A l'époque où le Temple existait, ce statut lui interdisait tout contact avec le sacré : l'entrée dans le Temple, la consommation des sacrifices, lui étaient prohibées. Cette incompatibilité de la nida et du sacré est directement liée à l'interdit sexuel, dont elle fait l'objet. En effet, l'acte d'amour représente, dans la conception juive, un acte éminemment sacré. Le Talmud (nida 31a) n'enseigne-t-il pas que D.ieu participe activement à l'oeuvre de fécondation, et qu'il décompte chaque accouplement attendant le juste qui doit en naître ? N'ajoute-t-il pas que Bileam, le prophète impie, pour qui l'acte sexuel représente l'expression par excellence de l'animalité qui est en l'homme, était incapable d'appréhender une telle conception ?

C'est donc la valeur sacrée de l'acte sexuel qui le rend inconvenant en période de nida. C'est peut-être parce que cette vérité s'impose de manière quasi inconsciente aux couples qui observent ces lois de pureté, qu'on constate qu'ils ne sont pratiquement jamais concernés par l'infidélité conjugale: celle ci serait ressentie par eux comme une profanation insupportable de l'acte. (Cf Les eaux d'Eden, de A. Kaplan, p. 57)

La seconde caractéristique de cette législation est que le statut de nida ne disparaît pas spontanément, mais, au contraire, au prix de multiples procédures, entièrement assumées par la femme nida. Celle -ci doit, en premier lieu, établir la preuve d'un arrêt total des saignements au moyen d'une inspection vaginale très précise. A compter du lendemain de cet examen, elle observe « sept jours nets » au cours desquels elle effectue, deux fois par jour, une même vérification. Ce n'est qu'au soir du septième jour, à la tombée de la nuit, qu'elle pourra retrouver sa « pureté » - grâce à l'immersion dans un mikvé.

Les modalités de ces vérifications, ainsi que de cette immersion, sont bien trop détaillées pour être présentées dans le cadre d'un tel article. Mieux encore que par la lecture des livres, c'est en suivant des cours dispensés par des formatrices expérimentées, qu'on est le plus à même d'accomplir sans risque d'erreur l'ensemble de ces prescriptions.

Contentons-nous ici d'attirer l'attention sur le rôle essentiel de ces inspections vaginales, dont le non respect invalide la purification par le mikvé. Parallèlement, le mikvé constitue la phase décisive et incontournable du processus de purification. Même une femme enceinte, ou une femme ménopausée, reste nida et interdite à son mari si elle n'a pas procédé aux inspections et au bain rituel, à la suite de son dernier saignement.

**MATÉRIEL FOURNI**
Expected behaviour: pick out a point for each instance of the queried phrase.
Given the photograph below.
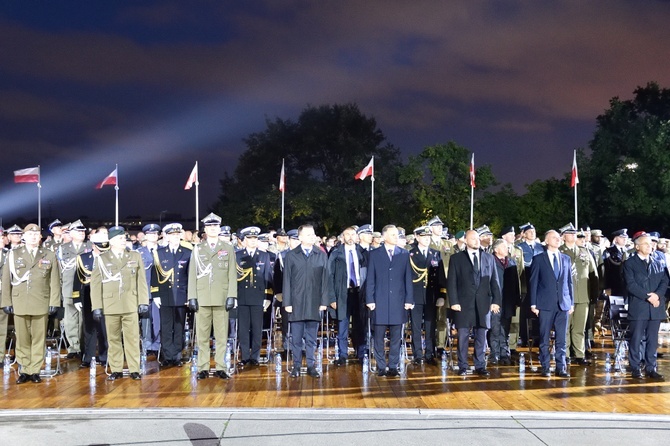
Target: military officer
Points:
(169, 284)
(67, 256)
(119, 292)
(31, 291)
(212, 292)
(151, 325)
(94, 340)
(583, 272)
(254, 294)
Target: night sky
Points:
(155, 86)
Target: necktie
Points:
(352, 270)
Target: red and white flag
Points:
(282, 178)
(575, 177)
(110, 180)
(30, 175)
(367, 171)
(472, 171)
(193, 178)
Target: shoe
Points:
(114, 376)
(221, 374)
(23, 377)
(655, 375)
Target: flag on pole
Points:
(575, 177)
(367, 171)
(110, 180)
(193, 178)
(30, 175)
(282, 179)
(472, 172)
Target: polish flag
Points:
(575, 178)
(110, 180)
(367, 171)
(30, 175)
(193, 178)
(282, 179)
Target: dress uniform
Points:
(67, 256)
(583, 272)
(212, 281)
(169, 284)
(119, 291)
(94, 340)
(254, 295)
(30, 290)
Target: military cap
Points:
(435, 221)
(568, 229)
(483, 230)
(507, 230)
(116, 231)
(211, 219)
(423, 230)
(172, 228)
(620, 233)
(151, 228)
(77, 226)
(16, 229)
(251, 231)
(364, 229)
(31, 227)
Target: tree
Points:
(323, 150)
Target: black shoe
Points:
(23, 377)
(114, 376)
(654, 375)
(221, 374)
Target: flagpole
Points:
(39, 197)
(116, 189)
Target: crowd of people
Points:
(118, 294)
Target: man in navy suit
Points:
(646, 283)
(474, 292)
(389, 295)
(552, 300)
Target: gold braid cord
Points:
(163, 276)
(421, 273)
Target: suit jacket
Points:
(169, 276)
(546, 292)
(640, 280)
(31, 286)
(389, 285)
(474, 298)
(305, 284)
(212, 274)
(118, 285)
(254, 277)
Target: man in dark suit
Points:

**TRAVAIL À RÉALISER**
**1.** Recopiez fidèlement, dans le texte sur la nida, le passage commençant par « Les modalités de » et se poursuivant jusqu'à « son dernier saignement. ».
**2.** Énumérez, dans l'ordre où le texte sur la nida les présente, les étapes que la femme nida doit accomplir pour retrouver sa pureté.
**3.** Reprenez le texte sur la nida à partir de sa dernière phrase et poursuivez-en la rédaction.

**RÉPONSES RÉDIGÉES**
**1.**
Les modalités de ces vérifications, ainsi que de cette immersion, sont bien trop détaillées pour être présentées dans le cadre d'un tel article. Mieux encore que par la lecture des livres, c'est en suivant des cours dispensés par des formatrices expérimentées, qu'on est le plus à même d'accomplir sans risque d'erreur l'ensemble de ces prescriptions.

Contentons-nous ici d'attirer l'attention sur le rôle essentiel de ces inspections vaginales, dont le non respect invalide la purification par le mikvé. Parallèlement, le mikvé constitue la phase décisive et incontournable du processus de purification. Même une femme enceinte, ou une femme ménopausée, reste nida et interdite à son mari si elle n'a pas procédé aux inspections et au bain rituel, à la suite de son dernier saignement.

**2.**
1. Établir la preuve d'un arrêt total des saignements au moyen d'une inspection vaginale très précise.
2. À compter du lendemain de cet examen, observer « sept jours nets », en effectuant deux fois par jour une même vérification.
3. Au soir du septième jour, à la tombée de la nuit, procéder à l'immersion dans un mikvé.

**3.**
La vertu purificatrice du mikvé est aussi de caractère irrationnel. Mais la symbolique qu'il véhicule est transparente : un mikvé est un« rassemblement » naturel d'eau ; or l'eau préside à toute vie. Au moment de la création du monde, l'eau était partout (Genèse I, 2). Toute vie organique est basée sur l'eau ; un foetus est constitué d'eau à 97 %, et l'eau dans l'organisme ne cesse de diminuer avec l'âge. L'eau, souvent appelée en hébreu « eau vive »est donc symbole de vie. Aussi l'eau du mikvé ne doit-elle pas être recueillie ou canalisée dans des ustensiles fabriqués par l'homme : subissant l'action d'un mortel, elle devient impropre et perd sa propriété revitalisante. D'autant que l'eau est, plus encore, symbole de la source de toute vie. Ainsi, la femme qui s'immerge de façon à ce queson corps tout entier soit recouvert par l'eau met l'intégralité de sa personne en rapport avec cette source. De cette expérience unique au cours de laquelle elle se retrouve seule avec elle-même et avec D.ieu, elle ressortira comme régénérée, comme le fruit d'une re-création.

On comprend bien,dans ce contexte, que cette immersion dans le mikvé consacre aussi la conversion du prosélyte : c'est pour lui réellement une vie nouvelle qui s'ouvre à lui.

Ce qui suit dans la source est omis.